#### EXCERPTED PASSAGE:
Jacques-Charles Bonnard (30 January 1765, Paris – 28 October 1818, Bordeaux) was a French architect and engraver.

==Life and work==
He was a student of Jean-Augustin Renard at the École des Beaux-Arts. In 1788, he and Jean-Jacques Tardieu (1762-1833) shared the Prix de Rome, with their designs for a public treasury. He spent one year at the Villa Medici in Rome.

The beginning of his professional career coincided almost exactly with the beginning of the Revolution. Late in 1789, as a result of the Women's March on Versailles, King Louis XVI was forced to return to Paris. The Palais des Tuileries had been put to various uses over the years, and needed restoration to be fully habitable. Bonnard was one of those charged with the task.

During the same period, in 1791, he was commissioned to build a villa near Saint-Germain-en-Laye, by Philippe-François-Didier Usquin, a nobleman who had left Paris after being removed from his post as prosecutor. Work on both projects proceeded reasonably well until August of 1792, when a revolutionary mob overran the Palais, killing hundreds of the Swiss Guards. At that time, Bonnard found it prudent to emigrate. There appears to be no record of where he went.

#### EXTRACTED MATERIAL:

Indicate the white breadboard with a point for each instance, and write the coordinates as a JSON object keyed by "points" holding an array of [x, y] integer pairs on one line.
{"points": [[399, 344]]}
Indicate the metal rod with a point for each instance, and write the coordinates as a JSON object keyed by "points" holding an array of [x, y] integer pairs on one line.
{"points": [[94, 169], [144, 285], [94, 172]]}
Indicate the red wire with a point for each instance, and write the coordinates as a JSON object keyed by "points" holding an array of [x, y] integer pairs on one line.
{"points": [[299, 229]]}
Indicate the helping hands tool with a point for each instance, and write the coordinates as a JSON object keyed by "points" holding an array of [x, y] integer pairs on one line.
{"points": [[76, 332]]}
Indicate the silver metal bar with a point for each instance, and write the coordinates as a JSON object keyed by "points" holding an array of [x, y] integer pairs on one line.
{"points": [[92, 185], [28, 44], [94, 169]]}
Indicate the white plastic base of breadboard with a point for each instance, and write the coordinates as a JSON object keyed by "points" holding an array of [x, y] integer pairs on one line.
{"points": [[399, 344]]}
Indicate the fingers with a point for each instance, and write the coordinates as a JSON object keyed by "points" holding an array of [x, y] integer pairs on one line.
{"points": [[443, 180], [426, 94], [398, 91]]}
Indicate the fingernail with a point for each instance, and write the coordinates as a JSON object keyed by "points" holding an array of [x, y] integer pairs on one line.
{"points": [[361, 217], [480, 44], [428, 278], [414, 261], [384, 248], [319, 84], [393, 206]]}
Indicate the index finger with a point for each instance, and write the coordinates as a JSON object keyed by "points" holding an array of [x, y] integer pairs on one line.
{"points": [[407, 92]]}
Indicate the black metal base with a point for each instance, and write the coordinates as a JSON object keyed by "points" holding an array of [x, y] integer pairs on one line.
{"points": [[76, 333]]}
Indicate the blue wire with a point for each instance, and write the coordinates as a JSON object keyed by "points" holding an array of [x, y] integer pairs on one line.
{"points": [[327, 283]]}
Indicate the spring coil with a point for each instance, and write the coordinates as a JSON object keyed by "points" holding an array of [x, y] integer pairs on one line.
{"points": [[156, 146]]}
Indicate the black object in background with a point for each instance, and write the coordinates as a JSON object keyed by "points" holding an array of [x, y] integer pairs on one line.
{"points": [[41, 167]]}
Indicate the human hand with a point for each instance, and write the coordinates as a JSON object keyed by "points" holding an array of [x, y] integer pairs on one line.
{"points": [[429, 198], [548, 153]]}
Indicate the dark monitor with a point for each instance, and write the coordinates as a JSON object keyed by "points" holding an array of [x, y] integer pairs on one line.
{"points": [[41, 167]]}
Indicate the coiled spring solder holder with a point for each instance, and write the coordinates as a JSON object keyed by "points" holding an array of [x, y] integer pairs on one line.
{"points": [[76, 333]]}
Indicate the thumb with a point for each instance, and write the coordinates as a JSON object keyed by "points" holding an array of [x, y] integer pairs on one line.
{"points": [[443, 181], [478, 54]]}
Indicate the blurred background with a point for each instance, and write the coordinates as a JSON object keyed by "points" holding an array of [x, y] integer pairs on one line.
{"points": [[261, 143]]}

#### PROMPT 1:
From the passage on Jacques-Charles Bonnard, reproduce verbatim the part that opens with the words containing "During the same" and closes with "where he went.".
#### PROMPT 2:
According to the passage on Jacques-Charles Bonnard, who commissioned him in 1791 to build a villa near Saint-Germain-en-Laye?

#### ANSWER AREA 1:
During the same period, in 1791, he was commissioned to build a villa near Saint-Germain-en-Laye, by Philippe-François-Didier Usquin, a nobleman who had left Paris after being removed from his post as prosecutor. Work on both projects proceeded reasonably well until August of 1792, when a revolutionary mob overran the Palais, killing hundreds of the Swiss Guards. At that time, Bonnard found it prudent to emigrate. There appears to be no record of where he went.

#### ANSWER AREA 2:
Philippe-François-Didier Usquin.